## Begin

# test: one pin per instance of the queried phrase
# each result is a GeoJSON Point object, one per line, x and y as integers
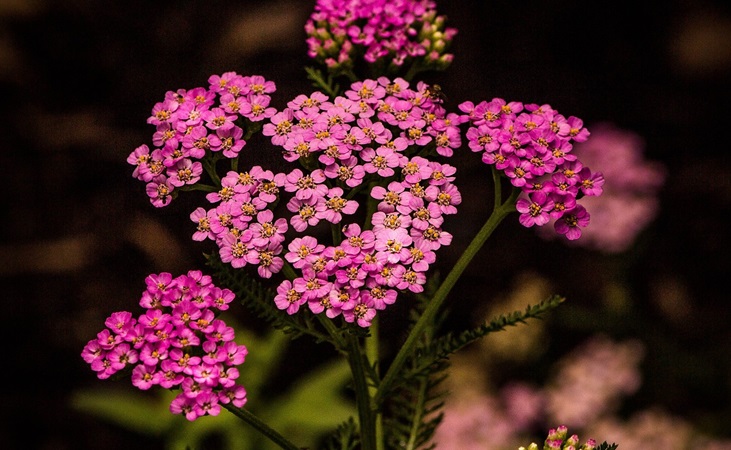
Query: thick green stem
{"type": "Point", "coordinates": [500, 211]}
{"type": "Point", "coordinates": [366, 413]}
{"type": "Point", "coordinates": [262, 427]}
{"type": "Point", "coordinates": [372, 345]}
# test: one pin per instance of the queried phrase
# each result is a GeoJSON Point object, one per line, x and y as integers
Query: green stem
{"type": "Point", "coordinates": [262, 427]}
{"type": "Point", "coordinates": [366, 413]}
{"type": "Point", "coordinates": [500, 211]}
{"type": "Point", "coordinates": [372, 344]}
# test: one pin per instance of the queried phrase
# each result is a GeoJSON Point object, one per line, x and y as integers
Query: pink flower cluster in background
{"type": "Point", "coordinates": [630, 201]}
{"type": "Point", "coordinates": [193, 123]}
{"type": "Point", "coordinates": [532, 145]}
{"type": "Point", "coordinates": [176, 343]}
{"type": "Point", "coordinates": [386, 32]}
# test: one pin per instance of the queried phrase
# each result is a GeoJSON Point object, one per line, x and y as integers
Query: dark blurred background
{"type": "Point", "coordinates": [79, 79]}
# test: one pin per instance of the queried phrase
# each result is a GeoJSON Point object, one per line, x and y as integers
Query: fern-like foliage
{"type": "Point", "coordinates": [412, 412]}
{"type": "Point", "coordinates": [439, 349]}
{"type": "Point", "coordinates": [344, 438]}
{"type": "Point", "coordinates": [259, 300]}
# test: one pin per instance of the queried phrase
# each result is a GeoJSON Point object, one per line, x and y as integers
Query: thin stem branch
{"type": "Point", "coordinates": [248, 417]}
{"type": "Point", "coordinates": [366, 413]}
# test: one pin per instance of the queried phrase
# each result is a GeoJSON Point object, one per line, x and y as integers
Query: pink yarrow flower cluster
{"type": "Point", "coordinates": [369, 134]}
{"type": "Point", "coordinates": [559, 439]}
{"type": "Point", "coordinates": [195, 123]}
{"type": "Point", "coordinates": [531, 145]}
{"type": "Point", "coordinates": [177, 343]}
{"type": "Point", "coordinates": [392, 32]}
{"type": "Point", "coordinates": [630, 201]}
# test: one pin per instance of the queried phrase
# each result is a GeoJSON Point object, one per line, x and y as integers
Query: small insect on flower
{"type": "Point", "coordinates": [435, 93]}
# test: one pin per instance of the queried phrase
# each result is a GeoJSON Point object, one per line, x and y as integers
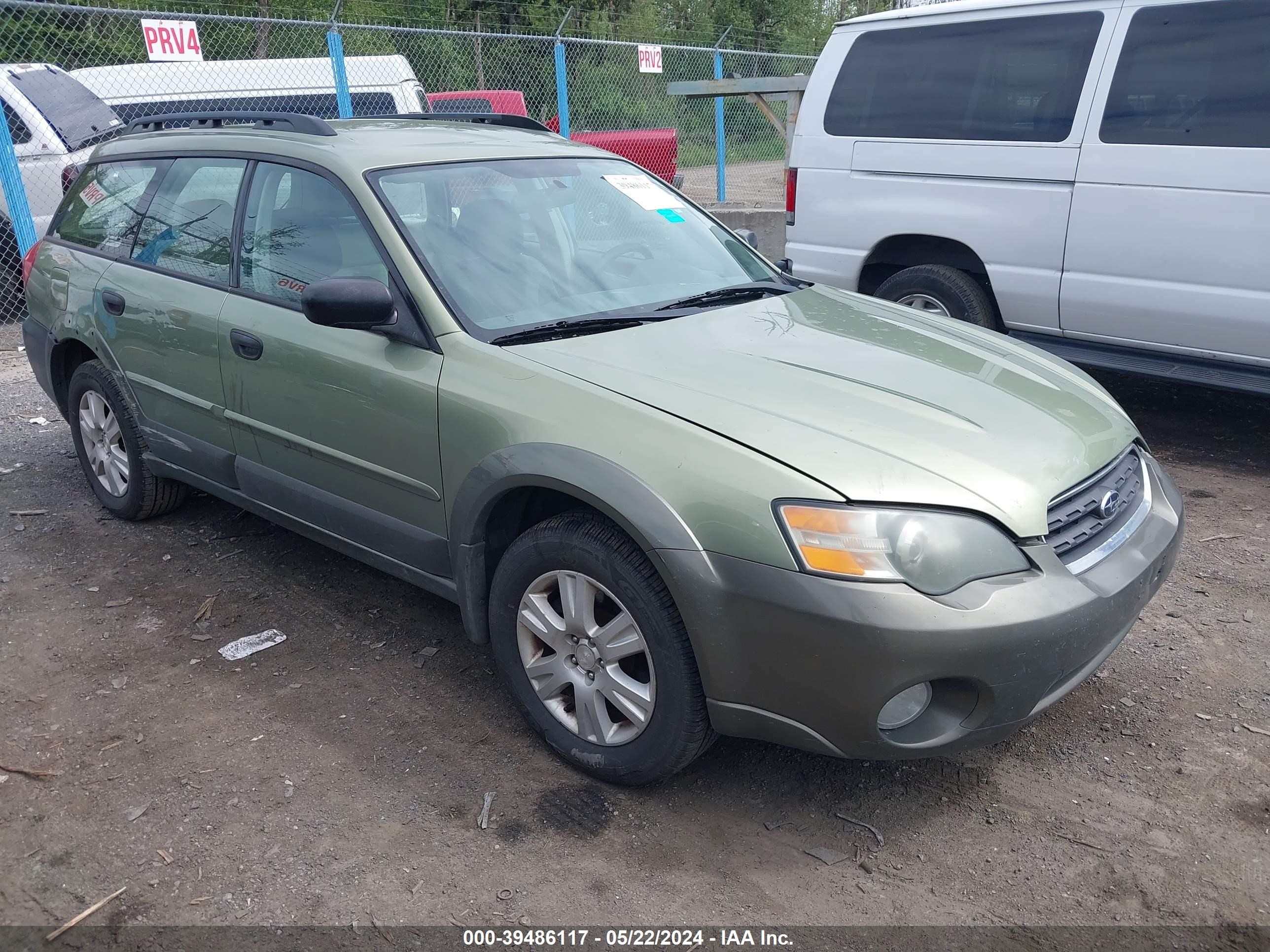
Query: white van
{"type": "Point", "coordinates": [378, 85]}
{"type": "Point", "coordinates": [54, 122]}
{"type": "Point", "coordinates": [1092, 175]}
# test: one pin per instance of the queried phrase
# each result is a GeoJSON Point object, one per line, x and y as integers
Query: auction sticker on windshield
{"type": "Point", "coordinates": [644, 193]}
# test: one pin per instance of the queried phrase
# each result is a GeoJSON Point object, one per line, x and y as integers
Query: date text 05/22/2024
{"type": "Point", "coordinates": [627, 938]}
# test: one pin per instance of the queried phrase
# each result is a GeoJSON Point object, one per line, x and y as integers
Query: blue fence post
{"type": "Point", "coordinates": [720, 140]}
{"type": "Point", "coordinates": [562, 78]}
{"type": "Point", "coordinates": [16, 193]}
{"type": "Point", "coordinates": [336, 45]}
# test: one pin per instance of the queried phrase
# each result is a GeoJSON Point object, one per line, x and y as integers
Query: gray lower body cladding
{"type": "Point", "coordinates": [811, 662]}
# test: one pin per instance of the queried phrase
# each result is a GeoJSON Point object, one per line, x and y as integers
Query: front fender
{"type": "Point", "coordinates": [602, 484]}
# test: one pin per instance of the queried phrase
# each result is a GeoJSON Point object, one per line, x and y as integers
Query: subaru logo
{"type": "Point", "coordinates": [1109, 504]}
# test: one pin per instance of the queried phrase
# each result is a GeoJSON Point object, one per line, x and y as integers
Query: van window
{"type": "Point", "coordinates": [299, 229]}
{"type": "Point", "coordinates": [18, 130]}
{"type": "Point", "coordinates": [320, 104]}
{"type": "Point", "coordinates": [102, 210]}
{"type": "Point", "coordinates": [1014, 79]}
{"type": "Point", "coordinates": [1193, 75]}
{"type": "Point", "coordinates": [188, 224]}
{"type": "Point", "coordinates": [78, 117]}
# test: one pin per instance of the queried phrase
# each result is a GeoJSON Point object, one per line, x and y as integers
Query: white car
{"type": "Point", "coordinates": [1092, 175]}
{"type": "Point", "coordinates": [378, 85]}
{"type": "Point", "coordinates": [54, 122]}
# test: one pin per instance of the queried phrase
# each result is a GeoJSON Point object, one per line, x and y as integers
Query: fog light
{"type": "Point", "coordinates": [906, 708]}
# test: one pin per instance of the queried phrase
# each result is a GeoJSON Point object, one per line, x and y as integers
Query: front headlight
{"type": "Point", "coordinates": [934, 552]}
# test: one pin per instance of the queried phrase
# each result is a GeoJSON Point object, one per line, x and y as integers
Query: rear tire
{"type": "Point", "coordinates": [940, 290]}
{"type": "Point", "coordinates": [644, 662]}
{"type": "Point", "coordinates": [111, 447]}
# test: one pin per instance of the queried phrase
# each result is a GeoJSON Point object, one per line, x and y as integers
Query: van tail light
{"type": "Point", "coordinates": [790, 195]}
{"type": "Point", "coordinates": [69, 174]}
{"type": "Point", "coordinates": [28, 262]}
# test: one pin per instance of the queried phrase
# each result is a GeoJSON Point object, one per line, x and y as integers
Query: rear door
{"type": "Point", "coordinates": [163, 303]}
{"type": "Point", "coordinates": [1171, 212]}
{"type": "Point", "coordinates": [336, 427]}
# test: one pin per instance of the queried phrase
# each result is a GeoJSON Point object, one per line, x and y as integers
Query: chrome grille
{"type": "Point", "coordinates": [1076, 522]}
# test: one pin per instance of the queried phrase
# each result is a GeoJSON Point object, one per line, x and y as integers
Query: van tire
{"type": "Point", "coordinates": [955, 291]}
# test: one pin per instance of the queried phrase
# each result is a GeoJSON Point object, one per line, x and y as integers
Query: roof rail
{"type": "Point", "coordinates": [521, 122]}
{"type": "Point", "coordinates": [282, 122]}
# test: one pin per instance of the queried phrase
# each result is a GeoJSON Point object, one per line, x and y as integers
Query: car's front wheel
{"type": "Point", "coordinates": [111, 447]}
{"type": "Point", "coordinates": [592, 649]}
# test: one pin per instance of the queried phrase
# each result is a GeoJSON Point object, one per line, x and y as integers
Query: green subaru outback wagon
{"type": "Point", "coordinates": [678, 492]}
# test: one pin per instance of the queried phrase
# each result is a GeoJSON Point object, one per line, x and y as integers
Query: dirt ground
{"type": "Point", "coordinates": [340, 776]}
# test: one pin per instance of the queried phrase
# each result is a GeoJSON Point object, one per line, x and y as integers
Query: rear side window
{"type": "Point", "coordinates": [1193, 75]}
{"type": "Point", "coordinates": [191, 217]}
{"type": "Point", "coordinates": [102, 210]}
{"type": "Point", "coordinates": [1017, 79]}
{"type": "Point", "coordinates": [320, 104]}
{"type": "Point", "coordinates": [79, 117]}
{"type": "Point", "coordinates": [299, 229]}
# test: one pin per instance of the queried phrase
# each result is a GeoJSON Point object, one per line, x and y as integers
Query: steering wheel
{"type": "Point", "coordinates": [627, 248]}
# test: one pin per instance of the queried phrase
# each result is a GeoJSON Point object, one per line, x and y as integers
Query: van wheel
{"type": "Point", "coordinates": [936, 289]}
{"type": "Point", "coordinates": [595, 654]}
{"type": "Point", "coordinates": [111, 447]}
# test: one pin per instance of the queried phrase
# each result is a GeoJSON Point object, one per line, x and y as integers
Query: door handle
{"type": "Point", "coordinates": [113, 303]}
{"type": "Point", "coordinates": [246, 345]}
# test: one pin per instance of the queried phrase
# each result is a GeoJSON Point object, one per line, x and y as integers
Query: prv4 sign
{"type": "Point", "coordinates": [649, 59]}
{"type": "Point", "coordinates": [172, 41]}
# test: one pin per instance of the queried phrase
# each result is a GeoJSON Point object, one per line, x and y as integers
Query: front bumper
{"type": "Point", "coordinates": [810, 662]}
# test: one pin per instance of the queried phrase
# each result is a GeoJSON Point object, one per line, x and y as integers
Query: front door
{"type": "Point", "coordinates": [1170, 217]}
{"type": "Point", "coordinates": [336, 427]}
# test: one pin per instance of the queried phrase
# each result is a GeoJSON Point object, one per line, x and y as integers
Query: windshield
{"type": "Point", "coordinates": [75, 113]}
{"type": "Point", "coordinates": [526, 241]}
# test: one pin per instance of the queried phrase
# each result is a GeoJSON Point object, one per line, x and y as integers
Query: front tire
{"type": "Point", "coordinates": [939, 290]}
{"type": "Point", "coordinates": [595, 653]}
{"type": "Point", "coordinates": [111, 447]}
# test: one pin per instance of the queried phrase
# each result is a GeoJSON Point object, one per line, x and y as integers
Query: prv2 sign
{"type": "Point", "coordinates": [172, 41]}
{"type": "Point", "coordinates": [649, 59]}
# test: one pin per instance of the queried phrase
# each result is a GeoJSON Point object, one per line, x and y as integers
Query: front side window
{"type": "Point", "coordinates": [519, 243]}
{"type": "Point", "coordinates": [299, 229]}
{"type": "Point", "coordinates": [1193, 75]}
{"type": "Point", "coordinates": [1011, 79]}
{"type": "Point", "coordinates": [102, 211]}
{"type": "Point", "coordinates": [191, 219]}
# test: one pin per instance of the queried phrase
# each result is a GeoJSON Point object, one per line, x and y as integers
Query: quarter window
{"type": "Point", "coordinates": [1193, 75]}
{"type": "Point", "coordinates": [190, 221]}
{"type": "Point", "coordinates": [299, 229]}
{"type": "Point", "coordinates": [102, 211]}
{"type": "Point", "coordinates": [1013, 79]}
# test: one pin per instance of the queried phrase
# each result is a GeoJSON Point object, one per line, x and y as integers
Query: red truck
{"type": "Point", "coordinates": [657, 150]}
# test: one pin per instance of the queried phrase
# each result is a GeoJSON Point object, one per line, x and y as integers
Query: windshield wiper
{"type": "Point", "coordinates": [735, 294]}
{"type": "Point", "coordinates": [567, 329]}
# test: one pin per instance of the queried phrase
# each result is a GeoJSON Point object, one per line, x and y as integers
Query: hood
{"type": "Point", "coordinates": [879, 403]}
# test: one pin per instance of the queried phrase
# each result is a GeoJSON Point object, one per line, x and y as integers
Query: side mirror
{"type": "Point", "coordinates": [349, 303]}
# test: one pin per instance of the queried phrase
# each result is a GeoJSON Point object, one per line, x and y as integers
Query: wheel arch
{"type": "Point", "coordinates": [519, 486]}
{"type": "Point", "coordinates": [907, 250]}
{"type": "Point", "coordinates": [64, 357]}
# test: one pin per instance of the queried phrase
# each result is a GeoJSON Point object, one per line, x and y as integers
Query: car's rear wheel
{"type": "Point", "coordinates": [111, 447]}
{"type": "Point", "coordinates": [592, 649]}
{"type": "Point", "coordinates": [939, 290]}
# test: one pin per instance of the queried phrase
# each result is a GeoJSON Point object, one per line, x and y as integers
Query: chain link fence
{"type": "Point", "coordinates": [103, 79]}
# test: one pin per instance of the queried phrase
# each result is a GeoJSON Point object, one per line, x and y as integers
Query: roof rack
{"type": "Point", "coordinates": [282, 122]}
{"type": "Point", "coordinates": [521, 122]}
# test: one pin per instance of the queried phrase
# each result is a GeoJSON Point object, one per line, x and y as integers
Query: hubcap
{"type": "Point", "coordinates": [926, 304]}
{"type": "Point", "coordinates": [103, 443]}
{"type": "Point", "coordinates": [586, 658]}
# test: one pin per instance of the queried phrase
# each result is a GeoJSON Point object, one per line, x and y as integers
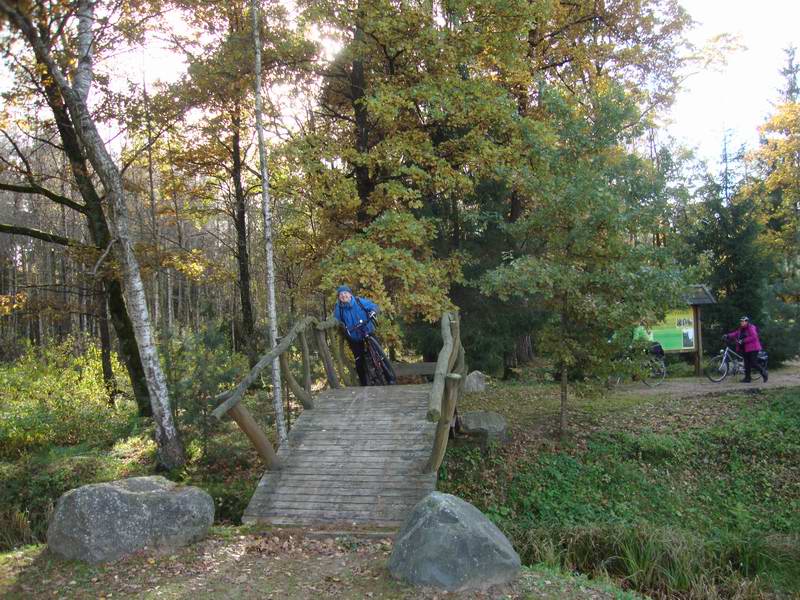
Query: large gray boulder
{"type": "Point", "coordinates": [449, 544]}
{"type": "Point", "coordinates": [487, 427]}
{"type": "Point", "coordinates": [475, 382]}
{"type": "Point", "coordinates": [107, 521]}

## End

EXERCISE INSTRUCTIONS:
How many lines in the material above contain the string "cluster", with case counting? Reply with the number only.

RESPONSE:
2